◆ Article ◆

Il est urgent de réagir aux tensions sur les liquidités dans les pays en développement
Les pays les plus pauvres du monde souffrent de l’explosion du service de la dette, de coûts de refinancement record, d’un accès limité aux marchés et d’une forte diminution des entrées de capitaux. Si rien n’est fait, leur vulnérabilité face à la dette s’accentuera encore en 2024, ce qui pourrait conduire à un recul des progrès de développement.
Dans ce contexte, le système mondial actuel d’allègement de la dette s’est principalement concentré sur les pays rencontrant des problèmes de solvabilité, avec notamment la mise en place du Cadre commun (a), et c’est d’ailleurs un aspect qui demeure essentiel. Cependant, une moindre attention a été accordée à un groupe particulier de pays : ceux à revenu faible et intermédiaire de la tranche inférieure qui risquent de subir des pressions temporaires sur les liquidités en 2024 et 2025, compte tenu d’un niveau très élevé de remboursements de la dette extérieure. Ces pays n’ont pas encore de problèmes de solvabilité et ne sont donc pas candidats au Cadre commun ou à une restructuration complète de leur dette. Ils ont néanmoins un besoin urgent de liquidités pour atténuer les risques importants de refinancement de la dette extérieure qui les menacent. Et si leur situation s’inscrit dans le cadre plus large des difficultés que posent les vulnérabilités liées à la dette, en l’absence d’aide, leurs problèmes de liquidité pourraient se transformer en problèmes de solvabilité. Ceci, par conséquent, exacerberait la perception du risque pour ce type de pays, limitant encore les entrées de capitaux et accélérant les sorties. En outre, le grand nombre de pays déjà en situation de surendettement augmenterait encore et les problèmes de solvabilité s’aggraveraient.
En 2022 déjà, nous avons constaté des sorties de capitaux dans les pays en développement, le secteur privé s’étant replié sur lui-même tandis que les paiements au titre du service de la dette se poursuivaient. La confiance à l’égard des grandes économies émergentes ayant de solides antécédents sur le marché pourrait s’améliorer en 2024, mais cette tendance ne devrait pas s’étendre aux pays les plus pauvres, où les besoins sont les plus importants.

◆ Consigne A ◆
Répondez, s'il vous plaît, aux questions suivantes sur l'article :
(i) Si rien n'est fait, en quelle année la vulnérabilité des pays les plus pauvres face à la dette s'accentuera-t-elle encore ?
(ii) Sur quels pays le système mondial actuel d'allègement de la dette s'est-il principalement concentré ?
(iii) Qu'a-t-on constaté dans les pays en développement dès 2022 ?

◆ Données fournies ◆
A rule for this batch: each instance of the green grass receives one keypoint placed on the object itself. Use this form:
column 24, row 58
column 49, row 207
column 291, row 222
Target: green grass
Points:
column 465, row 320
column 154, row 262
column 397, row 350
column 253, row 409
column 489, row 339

◆ Consigne B ◆
Repérez dans les enregistrements chaque ligne qui contient la chaîne "green", puis recopiez-la.

◆ Réponse attendue A ◆
(i) En 2024.
(ii) Sur les pays rencontrant des problèmes de solvabilité.
(iii) Des sorties de capitaux.

◆ Réponse attendue B ◆
A rule for this batch: each instance of the green grass receives one keypoint placed on the object itself. Use this form:
Target: green grass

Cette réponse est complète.